Produce a verbatim transcription of the records below, beginning at the line containing "Target: vacant lot" and ending at the final line; include only those lines.
>> BEGIN
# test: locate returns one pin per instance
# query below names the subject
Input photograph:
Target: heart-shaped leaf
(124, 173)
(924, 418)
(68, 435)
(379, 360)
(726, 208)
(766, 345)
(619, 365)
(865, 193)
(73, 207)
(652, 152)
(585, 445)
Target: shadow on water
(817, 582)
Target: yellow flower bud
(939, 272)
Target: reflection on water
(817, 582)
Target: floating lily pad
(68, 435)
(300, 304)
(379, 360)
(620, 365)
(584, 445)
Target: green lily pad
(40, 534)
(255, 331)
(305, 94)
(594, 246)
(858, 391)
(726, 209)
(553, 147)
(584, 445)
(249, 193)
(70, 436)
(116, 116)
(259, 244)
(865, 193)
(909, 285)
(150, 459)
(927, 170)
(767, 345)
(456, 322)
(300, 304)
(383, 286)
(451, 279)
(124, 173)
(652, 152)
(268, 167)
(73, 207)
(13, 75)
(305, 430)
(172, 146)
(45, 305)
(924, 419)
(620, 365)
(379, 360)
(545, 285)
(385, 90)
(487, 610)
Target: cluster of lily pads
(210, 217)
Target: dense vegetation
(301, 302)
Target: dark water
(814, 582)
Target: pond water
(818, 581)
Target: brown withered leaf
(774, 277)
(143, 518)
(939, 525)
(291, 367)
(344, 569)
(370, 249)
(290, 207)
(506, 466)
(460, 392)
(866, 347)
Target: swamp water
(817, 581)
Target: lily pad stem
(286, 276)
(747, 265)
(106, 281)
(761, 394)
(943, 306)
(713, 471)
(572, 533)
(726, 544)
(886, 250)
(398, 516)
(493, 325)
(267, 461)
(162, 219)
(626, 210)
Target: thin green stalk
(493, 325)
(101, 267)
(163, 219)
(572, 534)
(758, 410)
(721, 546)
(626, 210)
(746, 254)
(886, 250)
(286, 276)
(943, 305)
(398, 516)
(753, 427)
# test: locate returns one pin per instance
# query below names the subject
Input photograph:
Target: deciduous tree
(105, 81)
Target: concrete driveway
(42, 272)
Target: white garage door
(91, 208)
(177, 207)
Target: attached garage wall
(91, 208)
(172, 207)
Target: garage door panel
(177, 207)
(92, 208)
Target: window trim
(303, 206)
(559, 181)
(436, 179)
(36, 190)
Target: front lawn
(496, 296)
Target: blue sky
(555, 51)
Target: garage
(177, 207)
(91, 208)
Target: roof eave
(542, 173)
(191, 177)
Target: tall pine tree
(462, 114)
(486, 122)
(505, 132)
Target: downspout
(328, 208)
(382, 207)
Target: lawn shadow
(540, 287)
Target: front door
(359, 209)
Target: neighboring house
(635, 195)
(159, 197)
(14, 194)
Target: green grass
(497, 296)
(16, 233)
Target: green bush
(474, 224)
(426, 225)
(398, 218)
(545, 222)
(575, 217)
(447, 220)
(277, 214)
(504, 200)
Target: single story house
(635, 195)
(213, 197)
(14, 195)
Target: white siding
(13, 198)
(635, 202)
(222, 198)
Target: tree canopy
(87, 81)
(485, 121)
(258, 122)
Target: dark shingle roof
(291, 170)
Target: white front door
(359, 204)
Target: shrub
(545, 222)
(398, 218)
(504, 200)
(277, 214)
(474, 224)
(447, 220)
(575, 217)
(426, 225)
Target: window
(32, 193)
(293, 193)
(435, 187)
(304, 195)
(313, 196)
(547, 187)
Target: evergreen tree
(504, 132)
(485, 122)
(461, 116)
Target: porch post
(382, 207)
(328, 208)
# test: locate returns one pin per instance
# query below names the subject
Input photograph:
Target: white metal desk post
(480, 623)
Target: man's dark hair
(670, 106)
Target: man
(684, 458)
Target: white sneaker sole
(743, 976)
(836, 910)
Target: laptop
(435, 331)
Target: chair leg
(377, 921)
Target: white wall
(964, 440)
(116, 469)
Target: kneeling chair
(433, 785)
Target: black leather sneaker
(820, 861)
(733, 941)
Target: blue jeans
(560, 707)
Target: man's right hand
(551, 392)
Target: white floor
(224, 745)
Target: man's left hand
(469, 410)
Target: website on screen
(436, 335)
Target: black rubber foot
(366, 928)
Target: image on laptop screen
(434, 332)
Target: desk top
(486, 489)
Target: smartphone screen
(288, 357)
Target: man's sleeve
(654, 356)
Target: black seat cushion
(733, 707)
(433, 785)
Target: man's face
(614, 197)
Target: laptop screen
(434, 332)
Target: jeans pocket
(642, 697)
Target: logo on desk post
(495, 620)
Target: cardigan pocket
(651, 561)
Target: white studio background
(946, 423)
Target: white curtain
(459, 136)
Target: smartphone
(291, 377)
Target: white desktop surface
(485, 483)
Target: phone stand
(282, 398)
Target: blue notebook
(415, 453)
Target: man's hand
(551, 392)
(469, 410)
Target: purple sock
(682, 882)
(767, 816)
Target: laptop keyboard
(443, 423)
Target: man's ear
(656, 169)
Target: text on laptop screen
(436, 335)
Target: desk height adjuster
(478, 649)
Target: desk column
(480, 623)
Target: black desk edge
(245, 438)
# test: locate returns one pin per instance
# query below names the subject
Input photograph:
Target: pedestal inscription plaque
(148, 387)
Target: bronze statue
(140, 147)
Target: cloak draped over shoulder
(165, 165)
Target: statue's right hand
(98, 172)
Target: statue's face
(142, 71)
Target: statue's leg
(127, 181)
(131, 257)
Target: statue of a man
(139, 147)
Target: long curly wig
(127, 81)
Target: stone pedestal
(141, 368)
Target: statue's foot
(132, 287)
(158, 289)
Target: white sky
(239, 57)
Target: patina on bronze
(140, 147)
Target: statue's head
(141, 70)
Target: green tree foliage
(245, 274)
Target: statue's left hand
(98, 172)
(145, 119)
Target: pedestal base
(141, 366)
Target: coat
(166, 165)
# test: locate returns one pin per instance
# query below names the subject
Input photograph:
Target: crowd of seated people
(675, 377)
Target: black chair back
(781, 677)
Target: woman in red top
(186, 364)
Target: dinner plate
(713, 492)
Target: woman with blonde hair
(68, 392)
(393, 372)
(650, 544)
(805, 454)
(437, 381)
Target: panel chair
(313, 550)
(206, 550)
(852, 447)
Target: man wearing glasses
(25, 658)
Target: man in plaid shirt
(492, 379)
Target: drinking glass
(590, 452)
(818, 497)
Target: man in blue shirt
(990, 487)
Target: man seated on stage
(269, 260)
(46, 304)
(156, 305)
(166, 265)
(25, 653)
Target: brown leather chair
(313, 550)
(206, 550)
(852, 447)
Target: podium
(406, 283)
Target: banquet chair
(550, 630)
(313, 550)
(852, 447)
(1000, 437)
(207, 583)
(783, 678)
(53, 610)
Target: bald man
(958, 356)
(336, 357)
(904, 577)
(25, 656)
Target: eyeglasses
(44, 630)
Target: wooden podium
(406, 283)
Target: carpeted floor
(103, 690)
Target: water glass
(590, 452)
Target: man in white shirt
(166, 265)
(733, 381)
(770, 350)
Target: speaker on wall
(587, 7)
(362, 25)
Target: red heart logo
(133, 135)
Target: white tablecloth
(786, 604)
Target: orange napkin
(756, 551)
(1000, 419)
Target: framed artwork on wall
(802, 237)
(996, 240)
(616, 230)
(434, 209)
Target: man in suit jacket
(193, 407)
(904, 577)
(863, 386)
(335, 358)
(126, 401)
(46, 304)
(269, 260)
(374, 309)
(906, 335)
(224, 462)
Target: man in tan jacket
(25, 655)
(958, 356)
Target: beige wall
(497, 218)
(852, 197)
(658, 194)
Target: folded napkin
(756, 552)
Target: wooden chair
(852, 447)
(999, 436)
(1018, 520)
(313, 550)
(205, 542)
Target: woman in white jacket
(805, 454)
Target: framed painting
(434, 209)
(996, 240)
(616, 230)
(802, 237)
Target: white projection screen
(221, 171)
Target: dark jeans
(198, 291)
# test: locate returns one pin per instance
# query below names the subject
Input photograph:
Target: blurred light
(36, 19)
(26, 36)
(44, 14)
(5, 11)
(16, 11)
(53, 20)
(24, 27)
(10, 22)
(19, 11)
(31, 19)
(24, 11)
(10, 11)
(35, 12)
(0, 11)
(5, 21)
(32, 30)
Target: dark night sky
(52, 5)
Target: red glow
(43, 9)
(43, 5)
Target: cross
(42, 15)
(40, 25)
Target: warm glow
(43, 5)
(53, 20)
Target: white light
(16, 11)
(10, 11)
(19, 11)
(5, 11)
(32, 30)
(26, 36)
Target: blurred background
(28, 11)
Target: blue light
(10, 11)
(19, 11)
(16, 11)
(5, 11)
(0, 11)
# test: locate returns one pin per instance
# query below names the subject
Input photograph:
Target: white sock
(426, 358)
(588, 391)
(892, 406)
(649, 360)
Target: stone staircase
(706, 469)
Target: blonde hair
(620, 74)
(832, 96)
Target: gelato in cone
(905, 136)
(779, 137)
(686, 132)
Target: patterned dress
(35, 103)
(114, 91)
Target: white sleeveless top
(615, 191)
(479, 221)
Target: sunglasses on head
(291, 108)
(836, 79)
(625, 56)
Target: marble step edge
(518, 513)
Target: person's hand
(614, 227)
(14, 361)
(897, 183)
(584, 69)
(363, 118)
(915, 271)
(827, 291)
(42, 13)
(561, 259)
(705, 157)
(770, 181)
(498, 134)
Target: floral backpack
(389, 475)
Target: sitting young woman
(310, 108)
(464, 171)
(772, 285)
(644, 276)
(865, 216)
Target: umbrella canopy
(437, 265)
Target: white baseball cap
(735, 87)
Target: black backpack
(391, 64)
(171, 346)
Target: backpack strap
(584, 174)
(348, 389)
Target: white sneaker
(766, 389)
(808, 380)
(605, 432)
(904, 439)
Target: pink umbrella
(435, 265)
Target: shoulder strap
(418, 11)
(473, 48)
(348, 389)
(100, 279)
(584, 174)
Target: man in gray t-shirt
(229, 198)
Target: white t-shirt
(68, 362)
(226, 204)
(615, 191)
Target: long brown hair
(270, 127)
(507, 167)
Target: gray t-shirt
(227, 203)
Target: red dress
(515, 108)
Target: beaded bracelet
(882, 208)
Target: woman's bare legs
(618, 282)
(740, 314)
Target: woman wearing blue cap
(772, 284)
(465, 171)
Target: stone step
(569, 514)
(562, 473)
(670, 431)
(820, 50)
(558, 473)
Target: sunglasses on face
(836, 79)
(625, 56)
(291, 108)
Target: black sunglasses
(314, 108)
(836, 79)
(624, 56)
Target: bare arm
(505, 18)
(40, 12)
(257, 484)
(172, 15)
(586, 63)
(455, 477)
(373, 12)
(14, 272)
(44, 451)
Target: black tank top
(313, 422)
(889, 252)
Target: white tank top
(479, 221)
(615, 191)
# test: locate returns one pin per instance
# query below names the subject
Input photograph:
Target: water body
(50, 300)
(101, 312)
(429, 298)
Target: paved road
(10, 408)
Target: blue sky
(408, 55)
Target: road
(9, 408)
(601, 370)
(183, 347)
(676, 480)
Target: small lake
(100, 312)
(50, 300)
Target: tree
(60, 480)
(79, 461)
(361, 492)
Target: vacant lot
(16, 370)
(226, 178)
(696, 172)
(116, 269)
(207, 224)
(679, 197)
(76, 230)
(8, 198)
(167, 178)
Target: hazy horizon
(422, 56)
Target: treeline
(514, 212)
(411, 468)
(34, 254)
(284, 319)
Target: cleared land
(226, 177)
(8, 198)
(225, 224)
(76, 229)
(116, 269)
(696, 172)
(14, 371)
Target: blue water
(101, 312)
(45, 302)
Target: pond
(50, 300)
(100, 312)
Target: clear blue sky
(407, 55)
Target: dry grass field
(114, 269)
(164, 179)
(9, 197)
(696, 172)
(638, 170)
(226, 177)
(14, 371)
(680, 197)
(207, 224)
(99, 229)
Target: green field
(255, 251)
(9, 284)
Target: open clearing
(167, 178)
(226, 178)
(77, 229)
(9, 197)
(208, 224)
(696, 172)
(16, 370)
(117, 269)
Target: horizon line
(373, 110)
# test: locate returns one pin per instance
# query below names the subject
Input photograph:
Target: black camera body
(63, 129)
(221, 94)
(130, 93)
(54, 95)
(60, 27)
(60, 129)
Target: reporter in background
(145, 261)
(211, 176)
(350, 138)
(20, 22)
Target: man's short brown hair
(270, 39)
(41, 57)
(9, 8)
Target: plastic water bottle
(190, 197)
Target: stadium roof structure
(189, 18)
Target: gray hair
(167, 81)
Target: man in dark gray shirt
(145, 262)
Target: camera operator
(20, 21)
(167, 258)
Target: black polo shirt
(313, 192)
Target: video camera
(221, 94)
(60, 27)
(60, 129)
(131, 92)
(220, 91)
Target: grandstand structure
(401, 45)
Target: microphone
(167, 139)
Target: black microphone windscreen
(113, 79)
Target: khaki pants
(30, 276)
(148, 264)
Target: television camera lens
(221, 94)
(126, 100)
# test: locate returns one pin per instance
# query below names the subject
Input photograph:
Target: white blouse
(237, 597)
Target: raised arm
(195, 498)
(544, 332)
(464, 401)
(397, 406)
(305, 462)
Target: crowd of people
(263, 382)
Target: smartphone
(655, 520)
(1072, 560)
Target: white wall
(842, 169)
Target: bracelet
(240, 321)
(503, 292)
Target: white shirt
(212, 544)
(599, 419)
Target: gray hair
>> END
**Correct response:**
Target: vacant lot
(16, 370)
(226, 178)
(696, 172)
(116, 269)
(207, 224)
(679, 197)
(76, 230)
(8, 198)
(167, 178)
Target: hazy horizon
(422, 56)
Target: treeline
(514, 212)
(411, 468)
(34, 254)
(284, 319)
Target: cleared land
(226, 177)
(8, 198)
(225, 224)
(76, 229)
(116, 269)
(696, 172)
(14, 371)
Target: blue water
(101, 312)
(45, 302)
Target: pond
(50, 300)
(100, 312)
Target: clear blue sky
(407, 55)
Target: dry grass field
(114, 269)
(164, 179)
(9, 197)
(696, 172)
(638, 170)
(226, 177)
(14, 371)
(680, 197)
(207, 224)
(99, 229)
Target: green field
(255, 251)
(9, 284)
Target: open clearing
(167, 178)
(226, 178)
(77, 229)
(9, 197)
(208, 224)
(696, 172)
(16, 370)
(117, 269)
Target: horizon line
(373, 110)
# test: locate returns one pin per instance
# query below names the subject
Input photograph:
Target: black camera body
(63, 129)
(221, 94)
(130, 93)
(54, 95)
(60, 27)
(60, 129)
Target: reporter in background
(145, 261)
(211, 176)
(350, 138)
(20, 22)
Target: man's short brown hair
(270, 39)
(41, 57)
(9, 8)
Target: plastic water bottle
(190, 197)
Target: stadium roof structure
(189, 18)
Target: gray hair
(167, 81)
Target: man in dark gray shirt
(145, 262)
Target: camera operator
(20, 21)
(167, 258)
Target: black polo shirt
(313, 192)
Target: video camera
(221, 94)
(60, 27)
(60, 129)
(131, 92)
(220, 91)
Target: grandstand structure
(401, 45)
Target: microphone
(167, 139)
Target: black microphone windscreen
(113, 79)
Target: khaki pants
(30, 276)
(148, 264)
Target: television camera lens
(221, 94)
(126, 100)
# test: locate returns one pin per instance
# query below names the subject
Input photograph:
Target: white blouse
(237, 597)
Target: raised arm
(195, 498)
(544, 332)
(464, 401)
(397, 406)
(305, 462)
Target: crowd of people
(263, 382)
Target: smartphone
(655, 520)
(1072, 560)
Target: white wall
(842, 169)
Target: bracelet
(240, 321)
(503, 292)
Target: white shirt
(212, 544)
(599, 419)
Target: gray hair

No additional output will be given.